■ **WHAT YOU ARE ASKED TO DO**
Extract, verbatim, all lines starting at the one containing "the ski lift" and ending with the final line of the listing, and no others.

* Start INFORMATION GIVEN *

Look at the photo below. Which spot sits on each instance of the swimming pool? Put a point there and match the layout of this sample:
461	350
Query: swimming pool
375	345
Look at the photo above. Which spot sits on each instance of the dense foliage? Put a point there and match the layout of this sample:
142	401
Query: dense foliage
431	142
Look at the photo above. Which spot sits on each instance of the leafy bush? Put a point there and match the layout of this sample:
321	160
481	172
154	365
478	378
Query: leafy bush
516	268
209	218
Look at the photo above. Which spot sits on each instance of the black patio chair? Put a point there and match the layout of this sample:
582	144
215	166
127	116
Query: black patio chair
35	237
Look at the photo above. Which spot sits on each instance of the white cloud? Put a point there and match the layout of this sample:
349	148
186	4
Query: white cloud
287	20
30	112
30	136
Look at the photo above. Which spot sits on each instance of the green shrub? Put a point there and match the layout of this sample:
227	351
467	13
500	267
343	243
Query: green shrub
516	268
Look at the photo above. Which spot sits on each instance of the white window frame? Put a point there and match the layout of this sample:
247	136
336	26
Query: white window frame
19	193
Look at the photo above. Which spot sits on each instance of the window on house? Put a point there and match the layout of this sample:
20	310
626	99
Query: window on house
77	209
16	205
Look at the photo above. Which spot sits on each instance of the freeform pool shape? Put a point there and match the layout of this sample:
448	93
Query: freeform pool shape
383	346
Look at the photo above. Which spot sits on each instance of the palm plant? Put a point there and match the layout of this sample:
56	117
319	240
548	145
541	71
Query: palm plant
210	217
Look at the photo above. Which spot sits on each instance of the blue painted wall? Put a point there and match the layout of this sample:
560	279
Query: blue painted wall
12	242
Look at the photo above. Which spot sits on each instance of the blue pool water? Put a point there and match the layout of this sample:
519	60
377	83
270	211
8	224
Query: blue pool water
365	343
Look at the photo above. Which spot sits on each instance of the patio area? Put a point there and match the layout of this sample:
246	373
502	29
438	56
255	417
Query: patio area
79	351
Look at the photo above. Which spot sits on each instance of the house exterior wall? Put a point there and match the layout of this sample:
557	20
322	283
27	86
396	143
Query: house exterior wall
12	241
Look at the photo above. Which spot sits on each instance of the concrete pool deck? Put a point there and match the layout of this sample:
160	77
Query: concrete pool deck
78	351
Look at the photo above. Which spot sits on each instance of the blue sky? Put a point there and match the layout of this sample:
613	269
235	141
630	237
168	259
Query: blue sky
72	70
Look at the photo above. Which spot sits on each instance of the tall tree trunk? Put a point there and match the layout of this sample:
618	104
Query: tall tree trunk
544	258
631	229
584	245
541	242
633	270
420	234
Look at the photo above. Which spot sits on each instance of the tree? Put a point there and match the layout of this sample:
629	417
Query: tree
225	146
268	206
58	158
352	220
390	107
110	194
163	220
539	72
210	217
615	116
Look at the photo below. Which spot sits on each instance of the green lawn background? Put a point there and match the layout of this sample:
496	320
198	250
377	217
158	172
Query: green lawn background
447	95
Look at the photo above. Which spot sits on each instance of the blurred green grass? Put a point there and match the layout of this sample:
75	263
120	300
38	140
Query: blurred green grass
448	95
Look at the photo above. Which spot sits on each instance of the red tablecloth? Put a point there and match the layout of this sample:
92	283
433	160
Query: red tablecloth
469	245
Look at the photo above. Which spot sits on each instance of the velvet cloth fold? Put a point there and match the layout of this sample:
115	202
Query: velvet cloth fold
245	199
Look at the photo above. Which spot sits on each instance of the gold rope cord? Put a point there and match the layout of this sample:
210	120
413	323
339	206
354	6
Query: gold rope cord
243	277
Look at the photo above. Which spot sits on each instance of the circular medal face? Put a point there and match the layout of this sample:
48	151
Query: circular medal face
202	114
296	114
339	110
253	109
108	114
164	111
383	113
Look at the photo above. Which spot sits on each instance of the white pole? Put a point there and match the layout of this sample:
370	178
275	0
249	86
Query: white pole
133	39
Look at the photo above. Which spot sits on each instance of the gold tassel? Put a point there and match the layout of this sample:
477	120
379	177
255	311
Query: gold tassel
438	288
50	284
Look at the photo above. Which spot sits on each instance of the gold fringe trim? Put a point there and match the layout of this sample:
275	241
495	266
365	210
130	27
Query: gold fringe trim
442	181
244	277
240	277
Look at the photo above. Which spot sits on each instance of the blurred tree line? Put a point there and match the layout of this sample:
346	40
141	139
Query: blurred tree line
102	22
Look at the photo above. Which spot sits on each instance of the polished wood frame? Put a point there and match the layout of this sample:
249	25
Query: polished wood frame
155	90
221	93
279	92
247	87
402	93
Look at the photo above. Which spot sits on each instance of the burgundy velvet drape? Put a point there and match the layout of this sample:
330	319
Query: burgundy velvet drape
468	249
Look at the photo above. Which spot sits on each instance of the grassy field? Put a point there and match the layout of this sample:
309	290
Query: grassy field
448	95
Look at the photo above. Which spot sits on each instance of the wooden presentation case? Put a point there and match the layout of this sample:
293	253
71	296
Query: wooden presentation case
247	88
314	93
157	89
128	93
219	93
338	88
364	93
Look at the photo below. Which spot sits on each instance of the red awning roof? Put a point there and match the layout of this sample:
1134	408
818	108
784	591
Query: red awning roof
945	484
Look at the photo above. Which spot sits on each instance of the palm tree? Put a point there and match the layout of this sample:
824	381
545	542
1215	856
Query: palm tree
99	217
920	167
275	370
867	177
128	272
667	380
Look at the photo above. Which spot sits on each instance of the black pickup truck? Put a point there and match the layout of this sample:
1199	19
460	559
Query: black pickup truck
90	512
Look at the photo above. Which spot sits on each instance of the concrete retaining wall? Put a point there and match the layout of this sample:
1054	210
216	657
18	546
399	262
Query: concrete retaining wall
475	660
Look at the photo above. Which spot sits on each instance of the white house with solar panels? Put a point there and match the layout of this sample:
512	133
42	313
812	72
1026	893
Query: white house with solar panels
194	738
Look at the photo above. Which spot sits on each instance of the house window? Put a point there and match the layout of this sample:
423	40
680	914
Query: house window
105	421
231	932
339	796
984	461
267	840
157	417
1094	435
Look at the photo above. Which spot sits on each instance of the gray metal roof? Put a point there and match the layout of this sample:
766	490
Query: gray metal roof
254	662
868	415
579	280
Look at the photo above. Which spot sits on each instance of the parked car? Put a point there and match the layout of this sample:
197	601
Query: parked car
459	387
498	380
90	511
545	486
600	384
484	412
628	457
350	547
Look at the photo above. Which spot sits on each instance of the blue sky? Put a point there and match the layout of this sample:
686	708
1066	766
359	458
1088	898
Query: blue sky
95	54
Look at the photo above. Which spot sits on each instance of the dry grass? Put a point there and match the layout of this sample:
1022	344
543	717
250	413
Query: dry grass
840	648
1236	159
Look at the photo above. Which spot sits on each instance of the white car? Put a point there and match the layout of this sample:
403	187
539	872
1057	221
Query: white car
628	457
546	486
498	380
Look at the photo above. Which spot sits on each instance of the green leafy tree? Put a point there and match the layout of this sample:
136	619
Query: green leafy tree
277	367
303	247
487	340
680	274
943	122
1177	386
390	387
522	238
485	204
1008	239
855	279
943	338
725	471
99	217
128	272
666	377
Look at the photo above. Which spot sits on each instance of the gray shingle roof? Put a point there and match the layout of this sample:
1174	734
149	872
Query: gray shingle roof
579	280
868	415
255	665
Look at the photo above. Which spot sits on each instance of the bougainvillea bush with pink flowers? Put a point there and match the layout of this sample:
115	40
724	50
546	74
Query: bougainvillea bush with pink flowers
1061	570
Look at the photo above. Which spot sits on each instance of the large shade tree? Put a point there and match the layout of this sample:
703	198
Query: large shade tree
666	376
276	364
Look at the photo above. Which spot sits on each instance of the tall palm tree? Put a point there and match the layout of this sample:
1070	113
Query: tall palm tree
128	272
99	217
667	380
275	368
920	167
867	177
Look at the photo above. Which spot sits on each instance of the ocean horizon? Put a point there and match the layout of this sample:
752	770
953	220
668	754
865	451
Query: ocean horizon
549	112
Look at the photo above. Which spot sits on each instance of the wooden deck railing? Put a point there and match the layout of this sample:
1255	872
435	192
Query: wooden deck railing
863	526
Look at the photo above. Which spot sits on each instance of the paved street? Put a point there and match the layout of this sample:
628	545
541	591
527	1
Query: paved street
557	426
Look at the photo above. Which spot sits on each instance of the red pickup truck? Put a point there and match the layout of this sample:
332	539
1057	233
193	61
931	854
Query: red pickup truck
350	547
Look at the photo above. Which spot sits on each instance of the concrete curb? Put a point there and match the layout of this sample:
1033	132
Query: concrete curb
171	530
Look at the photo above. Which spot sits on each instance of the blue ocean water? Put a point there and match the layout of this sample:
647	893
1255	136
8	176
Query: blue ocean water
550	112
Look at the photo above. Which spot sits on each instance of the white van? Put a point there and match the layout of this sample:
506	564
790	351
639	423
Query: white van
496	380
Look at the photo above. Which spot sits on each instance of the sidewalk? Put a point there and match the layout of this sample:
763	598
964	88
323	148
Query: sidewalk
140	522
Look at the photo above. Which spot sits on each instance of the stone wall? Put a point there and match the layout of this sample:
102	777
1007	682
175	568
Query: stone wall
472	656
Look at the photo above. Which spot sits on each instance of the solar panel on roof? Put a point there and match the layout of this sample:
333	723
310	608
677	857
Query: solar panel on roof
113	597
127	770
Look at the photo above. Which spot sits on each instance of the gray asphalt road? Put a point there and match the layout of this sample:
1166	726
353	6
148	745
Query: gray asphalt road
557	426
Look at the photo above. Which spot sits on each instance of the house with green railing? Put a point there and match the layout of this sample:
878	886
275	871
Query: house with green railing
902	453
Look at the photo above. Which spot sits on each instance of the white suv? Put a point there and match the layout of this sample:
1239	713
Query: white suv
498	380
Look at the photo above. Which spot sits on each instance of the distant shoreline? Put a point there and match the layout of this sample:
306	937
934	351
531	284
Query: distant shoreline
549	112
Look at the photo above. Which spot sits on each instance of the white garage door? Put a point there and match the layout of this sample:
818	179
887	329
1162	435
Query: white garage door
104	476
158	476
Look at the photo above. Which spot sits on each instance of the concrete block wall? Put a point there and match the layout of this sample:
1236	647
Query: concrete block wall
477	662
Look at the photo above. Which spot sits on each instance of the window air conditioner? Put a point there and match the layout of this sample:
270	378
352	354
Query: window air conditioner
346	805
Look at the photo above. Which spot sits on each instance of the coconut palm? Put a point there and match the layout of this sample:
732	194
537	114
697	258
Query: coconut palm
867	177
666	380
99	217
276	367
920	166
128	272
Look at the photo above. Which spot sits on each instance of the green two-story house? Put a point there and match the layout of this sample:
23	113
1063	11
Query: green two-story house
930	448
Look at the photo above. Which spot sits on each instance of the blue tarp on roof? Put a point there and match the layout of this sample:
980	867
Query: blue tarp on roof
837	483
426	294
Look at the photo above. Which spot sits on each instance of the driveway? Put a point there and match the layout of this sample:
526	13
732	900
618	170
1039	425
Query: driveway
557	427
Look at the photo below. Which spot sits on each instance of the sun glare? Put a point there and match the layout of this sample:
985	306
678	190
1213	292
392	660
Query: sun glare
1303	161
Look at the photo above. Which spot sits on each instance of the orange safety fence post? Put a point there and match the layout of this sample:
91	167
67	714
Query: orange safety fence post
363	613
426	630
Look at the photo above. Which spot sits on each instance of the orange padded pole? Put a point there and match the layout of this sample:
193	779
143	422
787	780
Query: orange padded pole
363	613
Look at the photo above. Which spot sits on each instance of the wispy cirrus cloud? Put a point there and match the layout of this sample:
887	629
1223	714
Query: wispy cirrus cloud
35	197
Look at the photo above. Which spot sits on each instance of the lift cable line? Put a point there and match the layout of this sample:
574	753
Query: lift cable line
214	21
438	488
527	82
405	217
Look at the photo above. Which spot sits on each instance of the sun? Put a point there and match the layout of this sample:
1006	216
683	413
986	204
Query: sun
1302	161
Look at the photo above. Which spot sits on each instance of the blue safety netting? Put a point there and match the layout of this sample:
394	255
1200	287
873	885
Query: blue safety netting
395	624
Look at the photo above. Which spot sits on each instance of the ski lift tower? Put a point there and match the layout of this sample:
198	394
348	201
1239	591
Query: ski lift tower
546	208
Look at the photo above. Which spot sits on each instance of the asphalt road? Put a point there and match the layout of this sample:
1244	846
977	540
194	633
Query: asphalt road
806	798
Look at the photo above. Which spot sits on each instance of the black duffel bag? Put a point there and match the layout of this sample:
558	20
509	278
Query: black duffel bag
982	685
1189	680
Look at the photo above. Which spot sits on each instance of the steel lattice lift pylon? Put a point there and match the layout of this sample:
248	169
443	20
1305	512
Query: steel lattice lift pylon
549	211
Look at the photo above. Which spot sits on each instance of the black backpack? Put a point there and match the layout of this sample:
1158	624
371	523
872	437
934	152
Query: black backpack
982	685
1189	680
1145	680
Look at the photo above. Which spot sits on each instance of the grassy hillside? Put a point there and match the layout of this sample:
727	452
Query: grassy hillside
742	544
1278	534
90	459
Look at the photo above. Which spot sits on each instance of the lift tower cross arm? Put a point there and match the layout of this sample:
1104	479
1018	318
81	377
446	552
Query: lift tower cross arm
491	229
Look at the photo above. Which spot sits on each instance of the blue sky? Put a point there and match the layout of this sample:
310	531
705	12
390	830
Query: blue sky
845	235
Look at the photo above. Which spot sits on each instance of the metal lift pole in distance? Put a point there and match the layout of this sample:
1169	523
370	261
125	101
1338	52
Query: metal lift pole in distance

* End INFORMATION GIVEN *

■ **COMPLETE OUTPUT**
Look at the photo above. Which spot sits on each instance of the ski lift tower? Put a point there and match the layout of this sample:
198	394
348	201
1239	591
Query: ski lift tower
546	208
Look at the photo above. Which spot sits on each instance of the asphalt road? Put a point there and match the layout of this sample:
1244	846
977	540
194	633
Query: asphalt road
806	798
Look at the photo above. Which spot sits on each instance of the black duffel bag? Put a point there and match the layout of this sample:
558	20
509	278
Query: black duffel bag
982	685
1189	680
Look at the photo above. Which spot sits on each instance of the steel lattice lift pylon? Put a point there and match the layout of this sample:
248	169
443	20
1305	512
Query: steel lattice lift pylon
549	211
Look at the photo above. Which spot sits on each instance of the black backpack? Put a point there and match the layout of this sample:
1158	624
371	523
872	437
934	152
Query: black backpack
982	685
1189	680
1145	680
Look at the photo above. Which spot sits on each instance of the grassy hillside? Put a point there and match the layout of this sample:
727	452
Query: grassy hillside
742	544
1278	534
90	459
Look at the photo above. Which spot sits on each instance of the lift tower cross arm? Put a point there and match the layout of this sample:
1104	479
1018	318
81	377
446	552
Query: lift tower cross arm
491	229
Look at the photo above. Which spot sits on each instance of the blue sky? Put a point there and match the layout of this sample:
310	531
705	12
390	830
Query: blue sky
845	235
Look at the photo above. Which spot sits on each instance of the metal lift pole in distance? Put a point there and match the layout of this sample:
1169	523
370	261
125	101
1338	52
Query: metal lift pole in distance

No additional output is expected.